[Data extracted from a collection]

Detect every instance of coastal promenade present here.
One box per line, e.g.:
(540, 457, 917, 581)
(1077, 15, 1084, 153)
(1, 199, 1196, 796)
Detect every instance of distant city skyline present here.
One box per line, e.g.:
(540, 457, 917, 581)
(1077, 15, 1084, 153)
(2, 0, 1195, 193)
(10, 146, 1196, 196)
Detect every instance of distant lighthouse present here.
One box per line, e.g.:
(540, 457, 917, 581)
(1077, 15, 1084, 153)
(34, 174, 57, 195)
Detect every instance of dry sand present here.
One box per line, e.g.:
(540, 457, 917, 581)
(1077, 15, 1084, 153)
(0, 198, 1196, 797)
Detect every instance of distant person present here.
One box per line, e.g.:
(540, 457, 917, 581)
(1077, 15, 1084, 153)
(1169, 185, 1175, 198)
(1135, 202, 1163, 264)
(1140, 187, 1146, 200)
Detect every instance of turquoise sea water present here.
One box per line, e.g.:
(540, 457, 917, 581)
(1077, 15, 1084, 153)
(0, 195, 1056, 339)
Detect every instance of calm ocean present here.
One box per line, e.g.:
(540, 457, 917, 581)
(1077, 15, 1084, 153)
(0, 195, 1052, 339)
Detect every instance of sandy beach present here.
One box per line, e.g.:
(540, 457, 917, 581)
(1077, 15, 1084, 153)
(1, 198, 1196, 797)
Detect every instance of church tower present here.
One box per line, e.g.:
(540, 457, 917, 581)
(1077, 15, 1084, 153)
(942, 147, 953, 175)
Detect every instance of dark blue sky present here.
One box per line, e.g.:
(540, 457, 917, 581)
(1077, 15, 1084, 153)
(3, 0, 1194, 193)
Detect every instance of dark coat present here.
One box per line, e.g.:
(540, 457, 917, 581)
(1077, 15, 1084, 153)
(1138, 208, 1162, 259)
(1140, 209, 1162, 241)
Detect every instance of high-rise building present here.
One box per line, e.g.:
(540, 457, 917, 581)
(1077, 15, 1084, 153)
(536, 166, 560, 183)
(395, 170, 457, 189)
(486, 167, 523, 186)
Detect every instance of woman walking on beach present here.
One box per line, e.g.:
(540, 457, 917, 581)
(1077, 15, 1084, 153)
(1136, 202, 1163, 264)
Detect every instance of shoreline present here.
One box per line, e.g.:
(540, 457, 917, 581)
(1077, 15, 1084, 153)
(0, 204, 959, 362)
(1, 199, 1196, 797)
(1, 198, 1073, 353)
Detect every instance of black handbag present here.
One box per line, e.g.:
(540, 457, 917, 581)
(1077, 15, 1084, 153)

**Try it:** Output every record above exactly as it appears.

**Task answer:**
Detect every instance of coastal promenade present here.
One box per line, e.g.:
(540, 457, 917, 581)
(1077, 15, 1084, 153)
(1, 199, 1196, 796)
Detect every instance of distant city skyline present here.
One box per line, e.g.:
(540, 457, 917, 581)
(1077, 15, 1084, 153)
(2, 0, 1195, 193)
(10, 146, 1196, 196)
Detect every instance of distant lighthouse present here.
One box per line, e.g.:
(540, 457, 917, 581)
(1077, 15, 1084, 153)
(34, 174, 57, 195)
Detect every instance of dry sand present here.
One box per line, e.g.:
(540, 457, 917, 581)
(1077, 15, 1084, 153)
(0, 198, 1196, 797)
Detect every instance of distant person present here.
One box per line, e.g.:
(540, 457, 917, 581)
(1077, 15, 1084, 153)
(1169, 185, 1175, 198)
(1135, 202, 1163, 264)
(1140, 187, 1146, 200)
Detect every instance of turquoise sea water present here.
One box per line, e.g.:
(540, 457, 917, 581)
(1077, 15, 1084, 153)
(0, 195, 1056, 339)
Detect every instance of calm ocean present here.
One box per line, e.g.:
(540, 457, 917, 581)
(1077, 15, 1084, 153)
(0, 195, 1052, 339)
Detect every instance of sandy beach present here.
One box per line, e.g.:
(540, 457, 917, 581)
(1077, 15, 1084, 153)
(1, 198, 1196, 797)
Detect every instance of church tower present here.
One box per line, e.g.:
(540, 457, 917, 581)
(1077, 15, 1084, 153)
(942, 147, 953, 175)
Detect every instance of dark blue sky present here.
One box per line, e.g.:
(540, 457, 917, 581)
(1077, 15, 1084, 153)
(3, 0, 1194, 193)
Detect every instance of dark coat present here.
One box per line, e.g.:
(540, 457, 917, 581)
(1077, 15, 1084, 153)
(1138, 208, 1162, 259)
(1140, 209, 1162, 241)
Detect every instance of high-rise building present here.
One box per line, e.g.:
(540, 457, 917, 581)
(1077, 15, 1084, 153)
(536, 166, 560, 183)
(395, 170, 457, 189)
(486, 167, 523, 186)
Detect every instance of woman walking on beach present here.
One box per line, e.g.:
(540, 457, 917, 581)
(1077, 15, 1084, 153)
(1136, 202, 1163, 264)
Detect every instance of shoreline present here.
One box per line, e.g.:
(540, 457, 917, 581)
(1077, 15, 1084, 153)
(0, 204, 959, 362)
(1, 199, 1196, 797)
(1, 198, 1073, 353)
Detect every instance of black handbag present here.
One box per line, e.g.:
(540, 457, 917, 581)
(1077, 15, 1084, 153)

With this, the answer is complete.